# PAGE TEXT
☆ ☆ ☆ ☆ ☆

# All the colors together



## laboros (Apr 29, 2006)

I have ordered q7 20 December 2005 arrives this week color gray quartz








are successful only now to record in this forum 
salutes to me from Italy


_Modified by laboros at 8:24 AM 4-29-2006_


----------



## 993 (Nov 15, 2005)

I ordered Phantom Black, but I also like Condor Grey, too.


----------



## der Scherzkeks (Apr 17, 2006)

*Re: All the colors together (laboros)*

Phantom Black & Cobalt Blue http://****************.com/smile/emthup.gif http://****************.com/smile/emthup.gif


----------



## GTINC (Jan 28, 2005)

*Re: All the colors together (laboros)*

So, no nice colors being offered. That is a shame.


----------



## ProjectA3 (Aug 12, 2005)

*Re: All the colors together (GTINC)*

so you would like what? imola yellow and sprint blue?

☆ ☆ ☆ ☆ ☆

# RECORD LIST

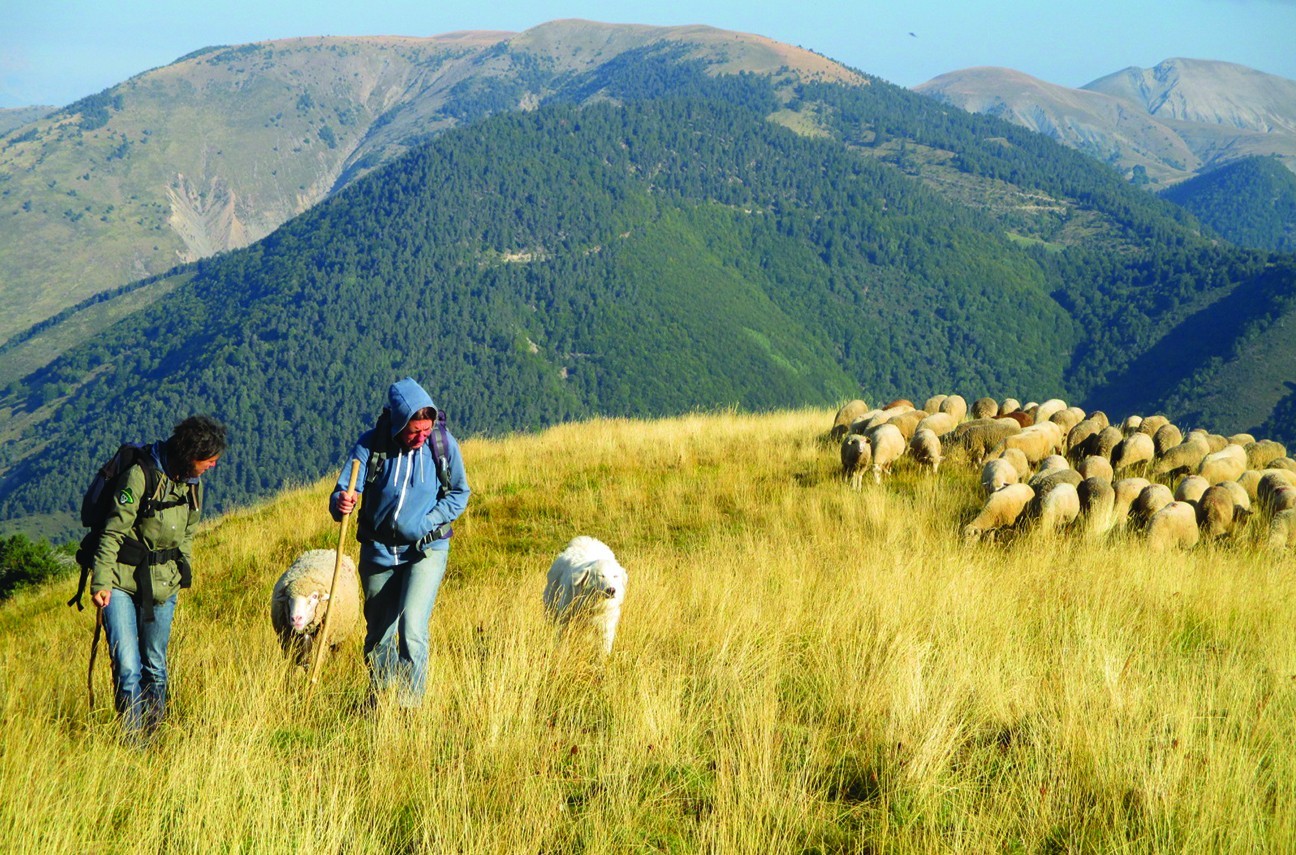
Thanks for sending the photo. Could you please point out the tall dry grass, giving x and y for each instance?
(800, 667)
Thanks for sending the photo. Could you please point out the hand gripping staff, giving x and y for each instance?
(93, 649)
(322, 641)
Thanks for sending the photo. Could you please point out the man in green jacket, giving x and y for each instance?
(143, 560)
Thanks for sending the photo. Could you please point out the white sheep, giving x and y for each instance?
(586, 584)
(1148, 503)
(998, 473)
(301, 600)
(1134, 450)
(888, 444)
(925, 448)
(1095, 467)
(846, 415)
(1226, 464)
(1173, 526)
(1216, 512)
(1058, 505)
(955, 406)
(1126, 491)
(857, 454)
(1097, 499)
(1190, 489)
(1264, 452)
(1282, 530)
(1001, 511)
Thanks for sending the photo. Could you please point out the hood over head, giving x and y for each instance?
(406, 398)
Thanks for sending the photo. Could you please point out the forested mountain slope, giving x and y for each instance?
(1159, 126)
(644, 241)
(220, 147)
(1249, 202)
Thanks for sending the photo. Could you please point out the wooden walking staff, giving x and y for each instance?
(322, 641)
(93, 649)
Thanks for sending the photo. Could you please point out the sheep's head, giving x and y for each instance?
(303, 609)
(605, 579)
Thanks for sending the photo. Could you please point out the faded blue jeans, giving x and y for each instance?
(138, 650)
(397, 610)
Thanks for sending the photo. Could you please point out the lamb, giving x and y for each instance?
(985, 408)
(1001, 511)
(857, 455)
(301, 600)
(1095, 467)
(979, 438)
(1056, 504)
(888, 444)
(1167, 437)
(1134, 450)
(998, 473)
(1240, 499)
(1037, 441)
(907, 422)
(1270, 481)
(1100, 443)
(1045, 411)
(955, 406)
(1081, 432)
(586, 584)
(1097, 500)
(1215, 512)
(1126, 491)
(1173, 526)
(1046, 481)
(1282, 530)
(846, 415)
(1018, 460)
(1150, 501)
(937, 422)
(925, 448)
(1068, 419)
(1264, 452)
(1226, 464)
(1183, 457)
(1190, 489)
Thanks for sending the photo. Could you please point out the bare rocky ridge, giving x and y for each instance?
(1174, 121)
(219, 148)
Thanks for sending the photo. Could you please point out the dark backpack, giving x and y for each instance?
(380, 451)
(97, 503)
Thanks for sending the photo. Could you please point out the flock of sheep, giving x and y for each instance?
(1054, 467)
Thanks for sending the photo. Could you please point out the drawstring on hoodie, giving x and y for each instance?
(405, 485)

☆ ☆ ☆ ☆ ☆

# YOUR TASKS
A – In the colors thread, why does GTINC call the situation a shame? Answer in one to three sentences.
B – Rewrite the colors thread from the words "are successful only" through "Condor Grey, too.", putting "Lava Grey" in place of "Condor Grey".
The entries have no role here.

# ANSWERS BY TASK
A – GTINC calls it a shame because no nice colors are being offered.

B –
are successful only now to record in this forum 
salutes to me from Italy


_Modified by laboros at 8:24 AM 4-29-2006_


----------



## 993 (Nov 15, 2005)

I ordered Phantom Black, but I also like Lava Grey, too.